Что нужно сделать
(a) Для кого, согласно тексту о ремейке, больше подходит первая стратегия с ее слишком узкой интерпретативной рамкой?
(b) Выведите из текста о ремейке всё, начиная со слов «При исследовании ремейка» и до слов «анализировать сам фильм.» включительно.

"Повторение и различие, или Еще раз про любовь в советском и постсоветском кинематографе" А

Вид материалаДокументы
Подобный материал:
1   2   3   4   5


При исследовании ремейка возможны две стратегии. Первая: читать его с оглядкой на теорию авторства, и тогда анализ будет состоять в том, чтобы исследовать различия между фильмами и их авторами с точки зрения достоинств и недостатков самих фильмов. Вторая — читать ремейк как социальный и культурный текст: тогда различия между фильмами будут вынесены за рамки собственно художественных особенностей и проявят различие (или сходство) между эпохами, между историческими формами, между ментальностями. Я буду стараться использовать обе стратегии, поскольку в первом случае интерпретативная рамка слишком узка (особенно для гендерной теории) и подходит, скорее, для киноведов; в то же время второй путь чтения дает сомнительные результаты, если при его использовании не анализировать сам фильм.

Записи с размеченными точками
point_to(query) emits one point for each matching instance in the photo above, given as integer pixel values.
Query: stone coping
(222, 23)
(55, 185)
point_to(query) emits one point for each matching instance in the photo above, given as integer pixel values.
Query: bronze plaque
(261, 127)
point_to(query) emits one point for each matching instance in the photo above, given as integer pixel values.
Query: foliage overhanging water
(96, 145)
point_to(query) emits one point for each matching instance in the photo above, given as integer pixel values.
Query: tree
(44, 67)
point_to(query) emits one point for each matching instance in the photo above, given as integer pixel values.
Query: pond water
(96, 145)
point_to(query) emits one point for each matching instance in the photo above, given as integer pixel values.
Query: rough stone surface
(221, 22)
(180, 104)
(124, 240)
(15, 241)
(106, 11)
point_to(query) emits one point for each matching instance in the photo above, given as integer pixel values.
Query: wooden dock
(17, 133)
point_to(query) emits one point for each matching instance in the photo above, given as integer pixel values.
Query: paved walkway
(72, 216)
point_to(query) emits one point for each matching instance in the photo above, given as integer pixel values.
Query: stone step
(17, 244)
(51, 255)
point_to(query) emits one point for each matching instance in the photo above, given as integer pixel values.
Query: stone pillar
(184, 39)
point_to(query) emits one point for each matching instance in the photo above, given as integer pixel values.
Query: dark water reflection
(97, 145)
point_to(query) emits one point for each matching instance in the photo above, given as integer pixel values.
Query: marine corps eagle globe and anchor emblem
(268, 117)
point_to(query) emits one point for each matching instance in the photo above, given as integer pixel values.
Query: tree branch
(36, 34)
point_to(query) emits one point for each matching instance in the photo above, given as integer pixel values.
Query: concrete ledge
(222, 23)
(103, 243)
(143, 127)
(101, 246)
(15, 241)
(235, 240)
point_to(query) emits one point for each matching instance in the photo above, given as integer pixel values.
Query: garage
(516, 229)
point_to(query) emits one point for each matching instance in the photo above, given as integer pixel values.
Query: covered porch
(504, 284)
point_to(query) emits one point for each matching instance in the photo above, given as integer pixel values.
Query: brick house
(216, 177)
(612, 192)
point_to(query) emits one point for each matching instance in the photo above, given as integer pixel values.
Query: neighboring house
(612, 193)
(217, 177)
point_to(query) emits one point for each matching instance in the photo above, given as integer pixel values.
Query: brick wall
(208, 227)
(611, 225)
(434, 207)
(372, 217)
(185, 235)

Ответы
(a) Для киноведов.

(b)
При исследовании ремейка возможны две стратегии. Первая: читать его с оглядкой на теорию авторства, и тогда анализ будет состоять в том, чтобы исследовать различия между фильмами и их авторами с точки зрения достоинств и недостатков самих фильмов. Вторая — читать ремейк как социальный и культурный текст: тогда различия между фильмами будут вынесены за рамки собственно художественных особенностей и проявят различие (или сходство) между эпохами, между историческими формами, между ментальностями. Я буду стараться использовать обе стратегии, поскольку в первом случае интерпретативная рамка слишком узка (особенно для гендерной теории) и подходит, скорее, для киноведов; в то же время второй путь чтения дает сомнительные результаты, если при его использовании не анализировать сам фильм.